_Written instruction_
All of the data must be printed exactly; please include every line.

_Records for the task_
☆ ☆ ☆ ☆ ☆
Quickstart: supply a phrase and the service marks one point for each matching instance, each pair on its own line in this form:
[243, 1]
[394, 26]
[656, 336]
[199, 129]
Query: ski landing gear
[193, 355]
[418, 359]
☆ ☆ ☆ ☆ ☆
_Answer to the task_
Quickstart: supply a phrase and the service marks one point for each matching instance, each pair on its own line in this form:
[243, 1]
[394, 26]
[656, 336]
[199, 129]
Query: ski landing gear
[193, 355]
[418, 359]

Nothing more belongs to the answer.